Selection -
+++
It seems possible to me that it’s actually the use of a true serif monospace font (>95% of monospace fonts used these days are sans-serif, and >95% of the remainder are slab serif) that’s throwing you off, more than the strict monospacedness of it, and I’d like to try that hypothesis out.

(In early development of the visual style, I used only the font with no spacing or colour hints, but I found the monospace Triplicate too similar to the serif Equity, so that it was sometimes not quite clear enough that it was code; that was the reason why I put the background colour on inline code rather than only on code blocks, even though that wouldn’t be done in a printed manuscript, which is a style I am loosely imitating in part.)

Disabling `code { font-feature-settings: "ss01" 1, "ss02"; }` made a marginal improvement for me but it was only marginal. The bigger issue I had was the type-face was too large.

Ultimately you're never going to win a discussion about type-faces because they're entirely personal preference. For example I find most proportional fonts to be too narrow and harder to read so much prefer the typically wider glyphs of monospaced type-faces. To the extent that the font I used on one of my blogs was rounder letters. I then had complaints that others found it "unreadable" and preferred something narrower.
+++
Recorded information -
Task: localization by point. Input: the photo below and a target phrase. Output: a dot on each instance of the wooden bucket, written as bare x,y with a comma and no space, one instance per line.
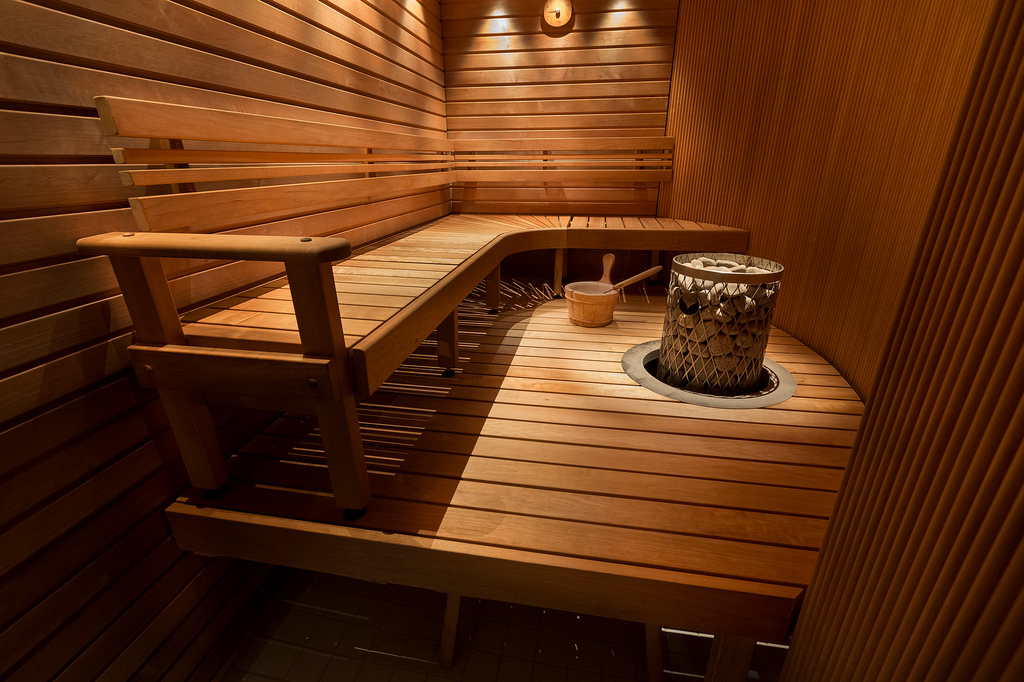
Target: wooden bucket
+++
Objective -
Reproduce word for word the stretch of the font discussion above from "It seems possible" through "that hypothesis out.".

Answer to this problem -
It seems possible to me that it’s actually the use of a true serif monospace font (>95% of monospace fonts used these days are sans-serif, and >95% of the remainder are slab serif) that’s throwing you off, more than the strict monospacedness of it, and I’d like to try that hypothesis out.